■ Reading passage ■
▬▬▬
TALLAHASSEE - Florida business leaders warned late last week that a recommended 19.6 percent jump in workers’ compensation rates will jeopardize a run of job growth in the state stretching back over four years.
“Small businesses create two of every three jobs in Florida, and a workers’ comp rate increase as significant as this could force these businesses to choose between paying higher workers’ comp rates and hiring new employees,” Mark Wilson, president and CEO of the Florida Chamber of Commerce, said in a statement. “A 19.6 percent rate increase will cause uncertainty among job creators and may even force a decline in Florida’s job growth.”
The Boca Raton-based rating bureau, National Council on Compensation Insurance (NCCI), recommended the rate increase beginning Oct. 1. The appraisal stems from back-to-back state Supreme Court decisions toppling laws designed to keep workers’ compensation costs in check.
In early June, the high court ruled in Bradley Westphal v. City of St. Petersburg that the state’s statutory 104-week cap on temporary disability benefits was unconstitutional.
In April, the court found the state’s workers’ comp attorneys fee schedule unconstitutional in the case of Castellanos v. Next Door Co.
After the Castellanos ruling, some Florida business leaders said that a special legislative session was imperative to rework the law and circumvent the ruling. But election year politics squashed any enthusiasm for calling legislators back.
“With the elections coming up, I don’t think at this point anyone is looking at a special session,” Kathy Mears, chief of staff for Florida Speaker of the House Steve Crisafulli, said.
One legislative source said another deterrent was the terrorist attack in Orlando.
“How can we come back and do workers’ compensation without doing something on gun control,” the source said. “Politically, that just doesn’t fly.”
In the Castellanos case, the claimant’s lawyer requested a fee of $350 on a $850 award in benefits. A judge of compensation claims (JCC) said the fee was justified, but under the fee schedule had to limit it to what amounted to $1.53 per hour.
In the majority opinion, Justice Barbara J. Pariente, wrote: “Without the ability of the attorney to present, and the JCC to determine, the reasonableness of the fee award and to deviate where necessary, the risk is too great that the fee award will be entirely arbitrary, unjust, and grossly inadequate. We therefore conclude that the statute violates the state and federal constitutional guarantees of due process.”
What constitutes a reasonable rate was set down in the 1968 Lee Engineering & Const. Co. v. Fellows decision, which listed the factors to be considered in determining fees.
▬▬▬
■ Provided material ■
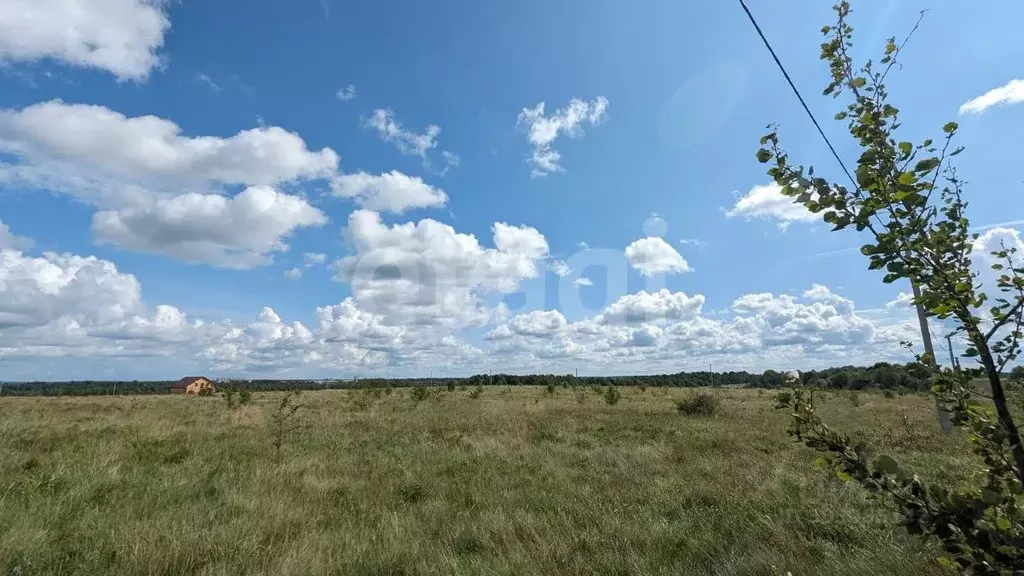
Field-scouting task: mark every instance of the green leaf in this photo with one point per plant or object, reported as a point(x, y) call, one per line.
point(990, 497)
point(927, 165)
point(886, 464)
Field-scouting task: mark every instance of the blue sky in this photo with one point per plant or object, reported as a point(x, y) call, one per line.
point(203, 149)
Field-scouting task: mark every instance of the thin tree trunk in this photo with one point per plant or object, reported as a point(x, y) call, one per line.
point(926, 335)
point(1001, 410)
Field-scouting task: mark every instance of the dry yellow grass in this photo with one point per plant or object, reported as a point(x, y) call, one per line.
point(514, 483)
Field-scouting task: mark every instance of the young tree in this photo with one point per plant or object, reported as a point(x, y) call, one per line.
point(908, 200)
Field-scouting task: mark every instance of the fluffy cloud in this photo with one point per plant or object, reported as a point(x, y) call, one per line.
point(669, 330)
point(147, 148)
point(767, 202)
point(408, 141)
point(119, 36)
point(84, 290)
point(61, 306)
point(1012, 92)
point(542, 130)
point(539, 323)
point(161, 192)
point(390, 192)
point(653, 255)
point(11, 242)
point(313, 258)
point(643, 306)
point(426, 273)
point(452, 160)
point(902, 300)
point(561, 269)
point(240, 232)
point(346, 93)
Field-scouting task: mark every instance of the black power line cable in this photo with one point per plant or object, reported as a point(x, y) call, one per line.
point(796, 91)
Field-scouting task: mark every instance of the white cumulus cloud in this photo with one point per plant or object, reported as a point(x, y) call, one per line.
point(1012, 92)
point(239, 232)
point(122, 37)
point(408, 141)
point(654, 255)
point(346, 93)
point(768, 202)
point(390, 192)
point(543, 130)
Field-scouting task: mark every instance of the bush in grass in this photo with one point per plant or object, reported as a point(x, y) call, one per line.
point(700, 404)
point(611, 396)
point(783, 398)
point(419, 394)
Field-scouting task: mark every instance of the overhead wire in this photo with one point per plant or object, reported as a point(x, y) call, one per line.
point(797, 91)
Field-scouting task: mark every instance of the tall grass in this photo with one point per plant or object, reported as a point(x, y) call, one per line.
point(513, 482)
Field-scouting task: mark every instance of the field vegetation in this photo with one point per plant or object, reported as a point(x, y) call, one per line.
point(479, 480)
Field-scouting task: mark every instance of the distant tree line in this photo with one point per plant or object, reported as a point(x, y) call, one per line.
point(883, 375)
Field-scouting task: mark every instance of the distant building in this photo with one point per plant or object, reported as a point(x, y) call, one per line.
point(193, 384)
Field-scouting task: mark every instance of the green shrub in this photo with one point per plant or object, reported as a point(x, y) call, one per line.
point(228, 398)
point(700, 404)
point(783, 398)
point(283, 420)
point(611, 396)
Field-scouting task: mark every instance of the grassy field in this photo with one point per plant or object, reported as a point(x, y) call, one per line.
▬▬▬
■ Actions to take ■
a) According to the article on Florida workers' compensation rates, on what date would the recommended rate increase begin?
b) Reproduce the article on Florida workers' compensation rates word for word, beginning at the words "In early June, the" and stopping after "attack in Orlando.".

■ Answer list ■
a) Oct. 1

b)
In early June, the high court ruled in Bradley Westphal v. City of St. Petersburg that the state’s statutory 104-week cap on temporary disability benefits was unconstitutional.
In April, the court found the state’s workers’ comp attorneys fee schedule unconstitutional in the case of Castellanos v. Next Door Co.
After the Castellanos ruling, some Florida business leaders said that a special legislative session was imperative to rework the law and circumvent the ruling. But election year politics squashed any enthusiasm for calling legislators back.
“With the elections coming up, I don’t think at this point anyone is looking at a special session,” Kathy Mears, chief of staff for Florida Speaker of the House Steve Crisafulli, said.
One legislative source said another deterrent was the terrorist attack in Orlando.